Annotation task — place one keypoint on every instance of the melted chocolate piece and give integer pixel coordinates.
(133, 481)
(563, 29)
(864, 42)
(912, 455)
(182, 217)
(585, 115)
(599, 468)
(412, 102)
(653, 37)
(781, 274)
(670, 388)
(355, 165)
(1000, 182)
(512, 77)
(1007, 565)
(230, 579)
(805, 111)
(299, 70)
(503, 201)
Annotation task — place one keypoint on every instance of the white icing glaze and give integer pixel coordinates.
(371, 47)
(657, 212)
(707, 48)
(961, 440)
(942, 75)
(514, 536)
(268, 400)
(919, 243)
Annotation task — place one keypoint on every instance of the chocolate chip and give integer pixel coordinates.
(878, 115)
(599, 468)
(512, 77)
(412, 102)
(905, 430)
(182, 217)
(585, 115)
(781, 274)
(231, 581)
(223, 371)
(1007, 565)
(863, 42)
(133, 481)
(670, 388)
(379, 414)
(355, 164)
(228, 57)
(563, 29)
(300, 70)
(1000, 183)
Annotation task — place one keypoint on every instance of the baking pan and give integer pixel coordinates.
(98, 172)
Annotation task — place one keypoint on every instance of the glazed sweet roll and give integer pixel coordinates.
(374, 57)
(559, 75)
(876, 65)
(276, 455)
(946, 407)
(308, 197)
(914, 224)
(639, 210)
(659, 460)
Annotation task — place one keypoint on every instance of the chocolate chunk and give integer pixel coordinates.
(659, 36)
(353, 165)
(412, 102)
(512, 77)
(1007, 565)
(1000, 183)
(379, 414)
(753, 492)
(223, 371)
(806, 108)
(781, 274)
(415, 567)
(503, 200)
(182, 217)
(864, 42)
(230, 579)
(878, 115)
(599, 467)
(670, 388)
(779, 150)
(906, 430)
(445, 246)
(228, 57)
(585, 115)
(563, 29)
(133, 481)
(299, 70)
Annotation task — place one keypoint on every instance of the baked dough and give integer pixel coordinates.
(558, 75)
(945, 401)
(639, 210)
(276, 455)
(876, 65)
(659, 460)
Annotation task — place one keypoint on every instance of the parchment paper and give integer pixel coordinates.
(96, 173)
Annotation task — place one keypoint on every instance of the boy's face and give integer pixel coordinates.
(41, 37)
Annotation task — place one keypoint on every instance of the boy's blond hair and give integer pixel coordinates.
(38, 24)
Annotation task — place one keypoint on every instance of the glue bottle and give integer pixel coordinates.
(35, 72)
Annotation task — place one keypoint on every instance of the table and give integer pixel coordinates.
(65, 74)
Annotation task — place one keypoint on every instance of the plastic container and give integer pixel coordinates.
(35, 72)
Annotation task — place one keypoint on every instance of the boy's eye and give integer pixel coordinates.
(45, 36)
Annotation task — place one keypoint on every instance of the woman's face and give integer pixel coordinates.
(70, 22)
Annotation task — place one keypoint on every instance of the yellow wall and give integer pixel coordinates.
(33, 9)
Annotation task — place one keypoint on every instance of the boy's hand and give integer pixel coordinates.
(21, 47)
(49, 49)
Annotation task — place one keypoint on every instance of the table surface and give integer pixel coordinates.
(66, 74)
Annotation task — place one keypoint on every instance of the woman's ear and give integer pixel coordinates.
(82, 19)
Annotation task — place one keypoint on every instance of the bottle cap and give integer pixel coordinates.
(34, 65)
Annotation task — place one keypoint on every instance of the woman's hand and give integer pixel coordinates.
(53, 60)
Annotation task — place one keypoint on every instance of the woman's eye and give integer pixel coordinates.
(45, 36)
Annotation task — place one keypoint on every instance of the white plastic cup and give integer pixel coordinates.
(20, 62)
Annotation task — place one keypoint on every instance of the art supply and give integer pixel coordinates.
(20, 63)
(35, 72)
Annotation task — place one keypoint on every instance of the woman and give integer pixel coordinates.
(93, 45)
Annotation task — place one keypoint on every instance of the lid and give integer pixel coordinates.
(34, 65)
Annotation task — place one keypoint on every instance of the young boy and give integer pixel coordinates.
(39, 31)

++++++++++++++++++++

• Exercise goal: Print all the entries exactly as written.

• Solution to the problem:
Annotation task — place one keypoint on every instance of the melted chocolate piece and give integer pixel coordinates.
(133, 481)
(563, 29)
(864, 42)
(912, 455)
(182, 217)
(585, 115)
(599, 468)
(412, 102)
(653, 37)
(781, 274)
(670, 388)
(355, 165)
(1000, 182)
(512, 77)
(1007, 565)
(230, 579)
(805, 111)
(299, 70)
(503, 201)
Annotation task — place one keypoint on every instance of the white icing glaze and give integer pixel coordinates.
(371, 47)
(657, 212)
(707, 48)
(961, 440)
(942, 75)
(514, 536)
(268, 400)
(919, 243)
Annotation task — place one keypoint on every instance of the chocolate chip and give integer pixel coordinates.
(878, 115)
(599, 468)
(512, 77)
(412, 102)
(905, 430)
(182, 217)
(585, 115)
(781, 274)
(231, 581)
(223, 371)
(1007, 565)
(863, 42)
(133, 481)
(670, 388)
(379, 414)
(355, 164)
(228, 57)
(563, 29)
(300, 70)
(1000, 183)
Annotation task — place one keypoint on every instance of the baking pan and give integer pixel coordinates.
(98, 172)
Annotation task — place one keypoint on every instance of the glazed sweet roll and give integer pixel coordinates.
(374, 57)
(559, 75)
(876, 65)
(276, 455)
(946, 407)
(308, 197)
(914, 224)
(639, 210)
(659, 460)
Annotation task — place one keypoint on every instance of the chocolate chunk and give integer pixel coordinates.
(659, 36)
(353, 165)
(412, 102)
(512, 77)
(1007, 565)
(1000, 183)
(379, 414)
(753, 492)
(223, 371)
(806, 108)
(781, 274)
(415, 567)
(503, 200)
(182, 217)
(864, 42)
(230, 579)
(878, 115)
(599, 467)
(670, 388)
(779, 150)
(906, 430)
(445, 246)
(228, 57)
(585, 115)
(563, 29)
(133, 481)
(299, 70)
Annotation task — place one keypoint on every instance of the baked dough and give integer pixel coordinates.
(558, 75)
(945, 401)
(639, 210)
(276, 455)
(876, 65)
(659, 460)
Annotation task — place one keypoint on every instance of the parchment paper and give integer pixel coordinates.
(96, 173)
Annotation task — place one keypoint on every instance of the boy's face and give integer pixel coordinates.
(41, 37)
Annotation task — place one keypoint on every instance of the boy's blond hair and give integer pixel coordinates.
(38, 24)
Annotation task — place one keypoint on every instance of the glue bottle and give integer pixel coordinates.
(35, 72)
Annotation task — place one keypoint on every instance of the table and give integer pixel coordinates.
(65, 74)
Annotation task — place one keypoint on every instance of the plastic container and give integer pixel coordinates.
(35, 72)
Annotation task — place one keypoint on every instance of the boy's eye and give integer pixel coordinates.
(45, 36)
Annotation task — place one keypoint on every instance of the woman's face and give integer pixel coordinates.
(70, 22)
Annotation task — place one keypoint on every instance of the yellow wall and give integer pixel coordinates.
(33, 9)
Annotation task — place one keypoint on every instance of the boy's hand and give integer pixel coordinates.
(21, 47)
(49, 49)
Annotation task — place one keypoint on every instance of the table surface and give integer pixel coordinates.
(66, 74)
Annotation task — place one keypoint on every instance of the woman's ear and give integer pixel coordinates.
(82, 19)
Annotation task — place one keypoint on every instance of the bottle cap and give integer pixel coordinates.
(34, 65)
Annotation task — place one keypoint on every instance of the woman's hand and give integer pixel coordinates.
(53, 60)
Annotation task — place one keypoint on every instance of the woman's eye and give integer pixel coordinates.
(45, 36)
Annotation task — place one keypoint on every instance of the white plastic cup and give integer pixel coordinates.
(20, 62)
Annotation task — place one keypoint on every instance of the art supply and give integer pixel coordinates.
(20, 63)
(35, 72)
Annotation task — place one keypoint on every instance of the woman and give integer pixel coordinates.
(93, 45)
Annotation task — place one keypoint on every instance of the lid and give integer pixel coordinates.
(34, 65)
Annotation task — place one keypoint on every instance of the young boy and give integer pixel coordinates.
(39, 31)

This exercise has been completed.